Entries from a pointing dataset
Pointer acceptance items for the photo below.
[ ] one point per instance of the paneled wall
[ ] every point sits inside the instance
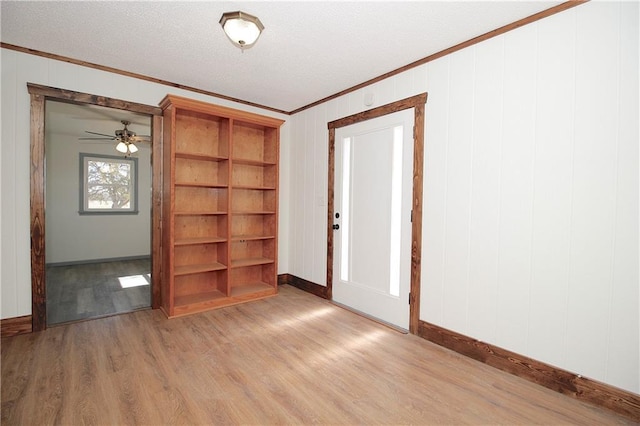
(530, 190)
(18, 69)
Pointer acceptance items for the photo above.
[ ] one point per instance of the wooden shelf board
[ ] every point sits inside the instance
(195, 269)
(254, 212)
(253, 261)
(251, 237)
(201, 185)
(203, 157)
(250, 288)
(191, 299)
(263, 188)
(198, 240)
(200, 213)
(253, 162)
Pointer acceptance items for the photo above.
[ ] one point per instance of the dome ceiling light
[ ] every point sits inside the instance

#### Task
Copy out all of the material above word for word, leaving out the pictures.

#### Reply to the exercise
Pointer acceptance items for the photo below.
[ ] one point per instance of the paneled wall
[ ] every point sits inside the instance
(530, 190)
(18, 69)
Pointer acceptance items for the photo above.
[ ] one point per instance of the wooden shelf board
[ ] every point sits inside the instance
(195, 269)
(254, 212)
(253, 261)
(251, 237)
(201, 185)
(203, 157)
(250, 288)
(191, 299)
(263, 188)
(198, 240)
(200, 213)
(253, 162)
Pointer acceptance items for the photo above.
[ ] one point per instance of the dome ceiling light
[ ] every point sits inside the instance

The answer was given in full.